— Provided text —
· · · · · · ·

In my dealings with Baluch leaders, I often found them to possess great wisdom and be ever-ready to perform miracles if approached with honour. This held true even for those in opposition as I discovered during my stint as Makran Commissioner. During my early days, I had learned of a plan to attack the Zikri community, a minority sect living in the division. Religious leaders in Karachi and Lahore were promising a bloodbath in order to convert them to "proper" Islam.
In addition to taking the usual administrative measures, I also decided to seek the help of the former governor, Mir Ghaus Bakhsh Bizenjo, then a left-leaning Baluch opposition leader. Widely revered by the Zikris, he was said to have landed in Makran to stir up trouble against the administration. Despite him being an avowed opponent of President Zia-ul-Haq, he accepted my dinner invitation at the Commissioner's house. He also promised me to request his followers to remain peaceful. Of course, nothing can be kept secret for long in Pakistan. The intelligence agencies soon reported this to the president who demanded an explanation from Balochistan Governor, General K.K. Afridi, as to why I had hosted such a dinner with an opposition leader.

· · · · · · ·

— Rows —
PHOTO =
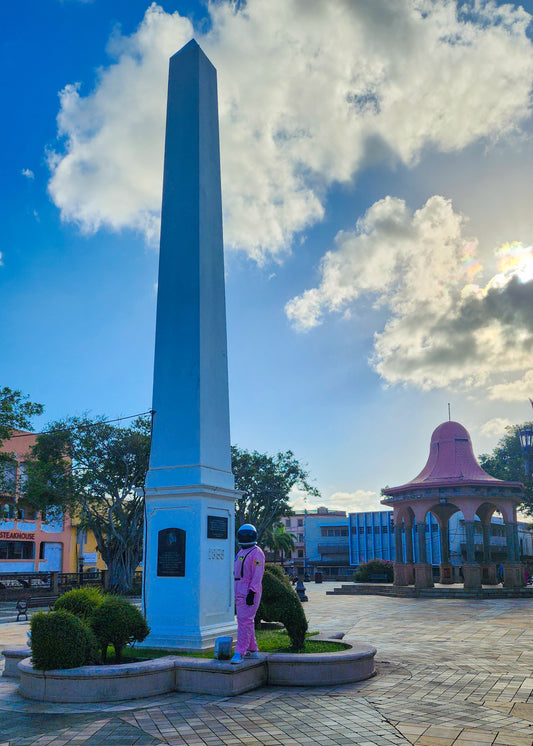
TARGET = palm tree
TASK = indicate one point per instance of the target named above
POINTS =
(278, 539)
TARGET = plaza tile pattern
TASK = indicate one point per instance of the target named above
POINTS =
(449, 672)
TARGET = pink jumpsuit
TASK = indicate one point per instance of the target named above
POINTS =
(248, 573)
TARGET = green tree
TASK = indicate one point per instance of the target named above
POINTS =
(16, 413)
(96, 471)
(507, 462)
(278, 539)
(266, 482)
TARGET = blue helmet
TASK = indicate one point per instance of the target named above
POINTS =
(247, 535)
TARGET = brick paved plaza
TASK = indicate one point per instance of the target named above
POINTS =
(449, 672)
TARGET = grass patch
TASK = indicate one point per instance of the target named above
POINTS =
(269, 641)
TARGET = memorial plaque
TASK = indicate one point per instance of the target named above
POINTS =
(217, 527)
(171, 553)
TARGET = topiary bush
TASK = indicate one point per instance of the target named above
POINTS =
(279, 603)
(278, 572)
(118, 622)
(81, 602)
(61, 640)
(374, 567)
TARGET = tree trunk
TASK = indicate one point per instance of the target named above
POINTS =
(121, 566)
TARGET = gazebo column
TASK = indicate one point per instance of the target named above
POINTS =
(403, 571)
(399, 564)
(423, 570)
(471, 569)
(489, 575)
(513, 572)
(446, 569)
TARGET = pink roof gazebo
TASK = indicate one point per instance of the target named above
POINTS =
(451, 481)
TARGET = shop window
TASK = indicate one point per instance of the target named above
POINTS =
(17, 550)
(7, 477)
(8, 512)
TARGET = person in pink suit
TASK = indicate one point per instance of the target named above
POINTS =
(248, 573)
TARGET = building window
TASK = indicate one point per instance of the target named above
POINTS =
(7, 477)
(8, 512)
(324, 531)
(17, 550)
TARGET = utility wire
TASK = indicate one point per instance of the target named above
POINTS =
(84, 427)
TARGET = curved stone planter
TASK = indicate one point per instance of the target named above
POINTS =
(322, 669)
(199, 675)
(98, 683)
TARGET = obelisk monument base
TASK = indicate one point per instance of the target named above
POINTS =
(188, 612)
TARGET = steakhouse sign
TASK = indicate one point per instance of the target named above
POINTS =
(16, 535)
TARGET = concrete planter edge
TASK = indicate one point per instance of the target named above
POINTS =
(92, 684)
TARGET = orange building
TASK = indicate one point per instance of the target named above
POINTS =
(29, 542)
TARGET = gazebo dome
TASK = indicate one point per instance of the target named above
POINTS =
(451, 457)
(451, 462)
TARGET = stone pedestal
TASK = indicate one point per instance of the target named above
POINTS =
(472, 577)
(423, 575)
(404, 573)
(446, 573)
(489, 575)
(188, 592)
(513, 575)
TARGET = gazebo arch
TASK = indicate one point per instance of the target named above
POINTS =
(453, 481)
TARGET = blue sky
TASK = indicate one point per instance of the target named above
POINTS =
(378, 225)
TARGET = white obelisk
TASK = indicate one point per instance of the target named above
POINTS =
(190, 497)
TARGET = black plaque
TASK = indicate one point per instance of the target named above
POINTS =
(171, 553)
(217, 527)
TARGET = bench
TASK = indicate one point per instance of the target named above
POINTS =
(34, 602)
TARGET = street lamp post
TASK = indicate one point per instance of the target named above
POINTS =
(526, 444)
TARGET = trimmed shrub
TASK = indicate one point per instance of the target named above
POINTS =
(81, 602)
(278, 572)
(374, 567)
(61, 640)
(279, 603)
(119, 623)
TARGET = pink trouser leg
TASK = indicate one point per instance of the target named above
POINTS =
(245, 626)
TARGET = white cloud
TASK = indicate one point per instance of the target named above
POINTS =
(495, 427)
(310, 93)
(351, 502)
(355, 502)
(519, 390)
(442, 328)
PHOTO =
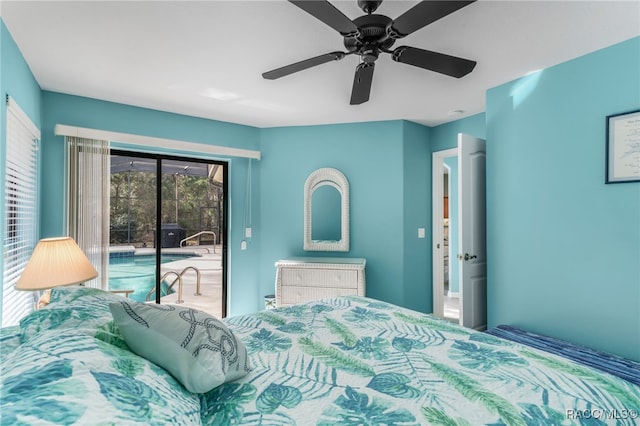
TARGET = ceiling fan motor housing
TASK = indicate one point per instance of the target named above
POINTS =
(372, 37)
(369, 6)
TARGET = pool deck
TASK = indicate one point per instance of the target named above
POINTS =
(208, 262)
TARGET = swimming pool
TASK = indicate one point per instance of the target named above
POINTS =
(138, 273)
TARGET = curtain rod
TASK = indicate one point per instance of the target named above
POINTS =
(82, 132)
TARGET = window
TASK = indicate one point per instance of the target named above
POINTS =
(21, 210)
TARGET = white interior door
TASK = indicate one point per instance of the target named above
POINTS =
(472, 245)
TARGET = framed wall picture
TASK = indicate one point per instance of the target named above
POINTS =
(623, 147)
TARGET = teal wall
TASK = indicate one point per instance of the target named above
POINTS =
(547, 202)
(91, 113)
(417, 270)
(445, 136)
(378, 160)
(17, 81)
(564, 247)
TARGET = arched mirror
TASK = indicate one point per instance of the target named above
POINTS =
(326, 211)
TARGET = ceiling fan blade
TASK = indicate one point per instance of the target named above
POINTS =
(434, 61)
(303, 65)
(327, 13)
(423, 14)
(362, 83)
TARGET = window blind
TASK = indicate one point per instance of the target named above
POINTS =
(21, 210)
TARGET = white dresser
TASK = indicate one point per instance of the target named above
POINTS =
(302, 279)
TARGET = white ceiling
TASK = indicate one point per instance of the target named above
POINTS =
(205, 58)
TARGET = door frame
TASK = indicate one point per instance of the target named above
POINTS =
(437, 185)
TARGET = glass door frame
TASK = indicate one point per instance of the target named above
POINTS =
(158, 158)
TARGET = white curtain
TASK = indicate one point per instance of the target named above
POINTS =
(20, 233)
(89, 186)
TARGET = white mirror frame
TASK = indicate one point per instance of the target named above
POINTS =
(335, 178)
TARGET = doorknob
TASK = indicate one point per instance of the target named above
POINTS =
(467, 256)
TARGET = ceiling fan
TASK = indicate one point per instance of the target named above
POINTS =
(371, 34)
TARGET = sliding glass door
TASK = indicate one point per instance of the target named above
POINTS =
(168, 227)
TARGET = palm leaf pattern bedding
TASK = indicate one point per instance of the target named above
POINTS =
(358, 361)
(344, 361)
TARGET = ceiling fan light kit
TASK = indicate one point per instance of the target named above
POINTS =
(370, 35)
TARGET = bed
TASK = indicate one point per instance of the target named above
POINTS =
(347, 361)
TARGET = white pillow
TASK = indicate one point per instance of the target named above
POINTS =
(196, 348)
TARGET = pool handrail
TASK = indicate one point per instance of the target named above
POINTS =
(197, 235)
(179, 279)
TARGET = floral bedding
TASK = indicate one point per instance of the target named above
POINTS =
(343, 361)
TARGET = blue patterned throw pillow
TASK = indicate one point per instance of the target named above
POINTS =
(196, 348)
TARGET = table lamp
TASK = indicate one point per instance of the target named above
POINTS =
(56, 262)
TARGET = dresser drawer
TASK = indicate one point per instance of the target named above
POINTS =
(292, 295)
(331, 278)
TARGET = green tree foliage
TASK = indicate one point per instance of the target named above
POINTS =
(193, 202)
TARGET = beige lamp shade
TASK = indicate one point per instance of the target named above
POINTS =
(56, 262)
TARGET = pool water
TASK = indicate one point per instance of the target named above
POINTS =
(138, 273)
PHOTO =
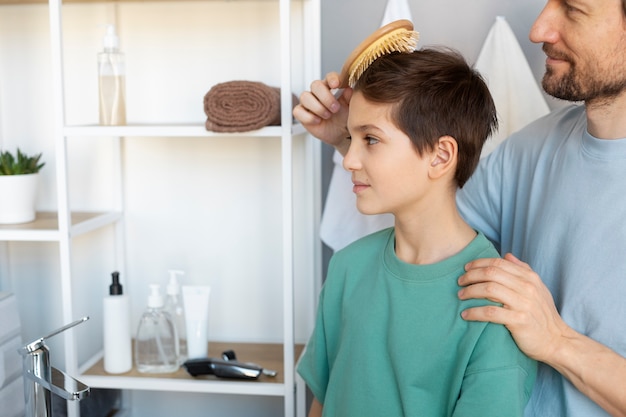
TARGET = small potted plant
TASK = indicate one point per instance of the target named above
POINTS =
(19, 175)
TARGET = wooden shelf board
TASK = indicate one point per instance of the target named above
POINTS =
(267, 355)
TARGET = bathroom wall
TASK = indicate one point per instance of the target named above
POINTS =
(31, 269)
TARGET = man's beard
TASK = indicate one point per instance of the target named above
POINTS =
(584, 84)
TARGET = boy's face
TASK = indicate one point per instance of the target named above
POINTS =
(388, 174)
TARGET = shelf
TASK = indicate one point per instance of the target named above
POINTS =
(175, 130)
(269, 356)
(45, 227)
(7, 2)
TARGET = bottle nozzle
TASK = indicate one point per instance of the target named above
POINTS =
(111, 41)
(115, 288)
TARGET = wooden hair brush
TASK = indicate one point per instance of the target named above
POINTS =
(397, 36)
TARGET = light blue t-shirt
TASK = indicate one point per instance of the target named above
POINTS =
(555, 197)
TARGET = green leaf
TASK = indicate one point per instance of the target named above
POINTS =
(23, 164)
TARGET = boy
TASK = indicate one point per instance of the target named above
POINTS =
(389, 338)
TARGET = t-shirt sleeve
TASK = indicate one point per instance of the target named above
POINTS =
(499, 378)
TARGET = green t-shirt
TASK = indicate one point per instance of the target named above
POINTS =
(390, 341)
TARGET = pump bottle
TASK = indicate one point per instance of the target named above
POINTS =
(156, 344)
(111, 81)
(117, 337)
(174, 306)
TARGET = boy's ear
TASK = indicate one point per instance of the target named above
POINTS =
(444, 156)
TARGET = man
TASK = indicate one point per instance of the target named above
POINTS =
(553, 195)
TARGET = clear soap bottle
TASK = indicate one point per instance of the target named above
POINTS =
(156, 344)
(174, 306)
(112, 81)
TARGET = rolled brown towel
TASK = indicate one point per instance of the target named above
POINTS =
(241, 106)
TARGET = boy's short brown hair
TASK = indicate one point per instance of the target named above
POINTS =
(434, 93)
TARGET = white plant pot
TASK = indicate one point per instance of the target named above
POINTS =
(17, 198)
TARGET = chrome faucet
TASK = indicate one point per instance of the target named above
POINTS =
(41, 379)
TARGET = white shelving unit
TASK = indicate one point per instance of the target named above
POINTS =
(64, 226)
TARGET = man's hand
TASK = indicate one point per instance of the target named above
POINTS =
(527, 310)
(324, 115)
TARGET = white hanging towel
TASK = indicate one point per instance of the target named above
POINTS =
(515, 91)
(341, 222)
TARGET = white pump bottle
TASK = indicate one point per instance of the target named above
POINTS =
(174, 306)
(111, 81)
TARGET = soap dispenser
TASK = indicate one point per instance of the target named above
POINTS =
(174, 306)
(156, 344)
(111, 81)
(117, 337)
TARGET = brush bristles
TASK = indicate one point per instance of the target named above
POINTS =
(401, 40)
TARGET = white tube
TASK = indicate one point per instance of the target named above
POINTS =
(196, 304)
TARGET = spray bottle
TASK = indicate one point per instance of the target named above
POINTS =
(117, 338)
(111, 81)
(174, 306)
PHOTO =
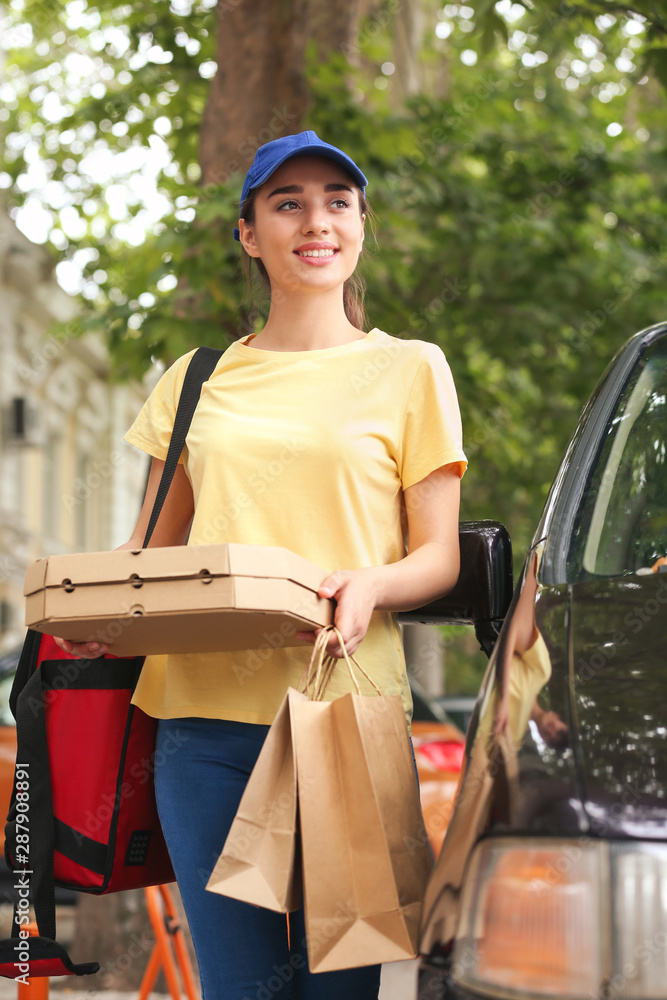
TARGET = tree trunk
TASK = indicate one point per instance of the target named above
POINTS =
(259, 92)
(408, 35)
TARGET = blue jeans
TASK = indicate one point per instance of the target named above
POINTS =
(202, 766)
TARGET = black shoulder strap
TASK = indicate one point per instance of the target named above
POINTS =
(202, 364)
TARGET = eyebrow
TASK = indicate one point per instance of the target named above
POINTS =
(297, 189)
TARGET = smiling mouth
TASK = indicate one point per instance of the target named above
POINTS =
(315, 253)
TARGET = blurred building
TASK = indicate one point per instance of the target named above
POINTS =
(68, 481)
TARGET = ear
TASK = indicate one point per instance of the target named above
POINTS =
(247, 238)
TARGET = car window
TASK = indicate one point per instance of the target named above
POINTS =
(622, 524)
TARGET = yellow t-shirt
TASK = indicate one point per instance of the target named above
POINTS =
(309, 450)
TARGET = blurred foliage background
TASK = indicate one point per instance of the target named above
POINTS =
(517, 163)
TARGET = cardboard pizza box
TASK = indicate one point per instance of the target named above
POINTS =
(178, 599)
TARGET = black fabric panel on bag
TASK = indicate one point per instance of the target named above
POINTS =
(40, 949)
(26, 666)
(202, 364)
(96, 674)
(32, 750)
(27, 706)
(91, 854)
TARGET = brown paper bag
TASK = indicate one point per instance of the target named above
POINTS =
(365, 854)
(259, 863)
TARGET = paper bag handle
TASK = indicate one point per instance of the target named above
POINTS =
(318, 673)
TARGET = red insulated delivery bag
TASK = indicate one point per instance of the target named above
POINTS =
(83, 813)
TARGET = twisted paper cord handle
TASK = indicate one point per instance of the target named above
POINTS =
(321, 666)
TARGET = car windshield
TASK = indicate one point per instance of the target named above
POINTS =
(622, 523)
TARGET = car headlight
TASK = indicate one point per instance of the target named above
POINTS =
(564, 918)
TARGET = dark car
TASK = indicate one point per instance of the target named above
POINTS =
(552, 881)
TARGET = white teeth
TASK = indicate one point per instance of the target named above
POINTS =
(316, 253)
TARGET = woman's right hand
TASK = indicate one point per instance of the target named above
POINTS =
(87, 650)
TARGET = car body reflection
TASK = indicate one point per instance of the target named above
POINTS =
(553, 873)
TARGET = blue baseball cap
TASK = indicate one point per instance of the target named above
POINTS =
(272, 154)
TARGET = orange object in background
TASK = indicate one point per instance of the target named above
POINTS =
(437, 742)
(37, 988)
(169, 951)
(438, 746)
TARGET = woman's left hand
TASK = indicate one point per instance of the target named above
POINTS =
(355, 593)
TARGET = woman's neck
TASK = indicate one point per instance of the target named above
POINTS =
(306, 323)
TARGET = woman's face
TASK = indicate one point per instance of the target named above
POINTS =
(308, 229)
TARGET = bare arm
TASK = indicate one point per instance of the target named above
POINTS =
(432, 565)
(172, 528)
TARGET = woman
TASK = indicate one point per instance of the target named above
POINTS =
(332, 442)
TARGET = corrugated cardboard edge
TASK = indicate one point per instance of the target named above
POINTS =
(173, 562)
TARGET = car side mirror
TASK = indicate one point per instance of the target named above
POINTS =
(484, 589)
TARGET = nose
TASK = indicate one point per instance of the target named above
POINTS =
(315, 220)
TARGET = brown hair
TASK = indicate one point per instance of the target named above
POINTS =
(353, 289)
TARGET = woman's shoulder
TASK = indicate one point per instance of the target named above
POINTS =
(411, 349)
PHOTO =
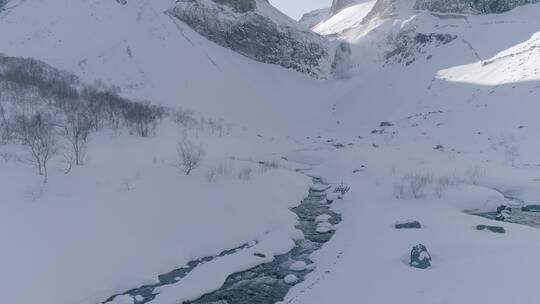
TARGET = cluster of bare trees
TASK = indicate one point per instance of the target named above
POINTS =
(50, 113)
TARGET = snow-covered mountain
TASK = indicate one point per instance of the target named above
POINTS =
(259, 31)
(424, 108)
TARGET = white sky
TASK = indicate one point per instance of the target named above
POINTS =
(296, 8)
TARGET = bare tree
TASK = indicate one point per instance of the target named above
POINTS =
(190, 156)
(37, 134)
(75, 130)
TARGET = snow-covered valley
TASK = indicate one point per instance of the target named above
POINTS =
(435, 115)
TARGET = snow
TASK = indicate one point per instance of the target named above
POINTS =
(345, 19)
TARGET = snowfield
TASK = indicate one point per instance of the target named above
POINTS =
(421, 131)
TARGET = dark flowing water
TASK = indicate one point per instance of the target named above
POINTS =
(264, 284)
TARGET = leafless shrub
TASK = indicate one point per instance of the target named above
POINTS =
(184, 118)
(418, 183)
(190, 156)
(37, 135)
(441, 184)
(211, 175)
(265, 166)
(399, 190)
(476, 174)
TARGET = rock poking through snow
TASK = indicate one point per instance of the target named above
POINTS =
(495, 229)
(298, 266)
(420, 257)
(291, 279)
(408, 225)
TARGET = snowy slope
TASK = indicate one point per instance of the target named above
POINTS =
(473, 97)
(313, 18)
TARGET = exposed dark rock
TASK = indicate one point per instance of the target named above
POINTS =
(382, 9)
(239, 6)
(342, 61)
(406, 45)
(313, 18)
(409, 225)
(439, 148)
(420, 257)
(495, 229)
(531, 208)
(238, 26)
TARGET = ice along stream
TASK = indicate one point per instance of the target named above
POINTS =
(267, 283)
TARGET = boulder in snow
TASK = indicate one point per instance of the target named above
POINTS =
(291, 279)
(298, 266)
(408, 225)
(420, 257)
(496, 229)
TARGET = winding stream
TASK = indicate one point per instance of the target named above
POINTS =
(265, 283)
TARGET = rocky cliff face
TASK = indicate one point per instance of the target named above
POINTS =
(257, 30)
(338, 5)
(313, 18)
(471, 6)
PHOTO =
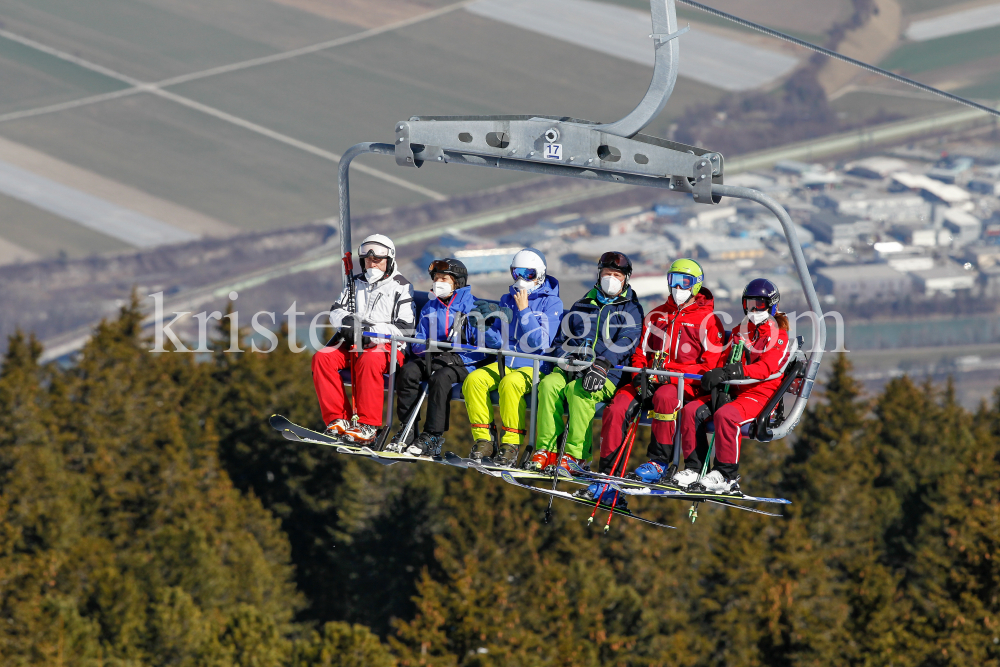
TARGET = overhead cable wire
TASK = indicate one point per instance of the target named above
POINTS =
(839, 56)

· · · · · · ·

— Jobs —
a – In the Makran passage, which community was the planned attack aimed at?
b – Please list every person mentioned by name in the Makran passage.
The material has no connection to the Makran passage.

— The responses —
a – The Zikri community, a minority sect living in the division.

b – Mir Ghaus Bakhsh Bizenjo, President Zia-ul-Haq, General K.K. Afridi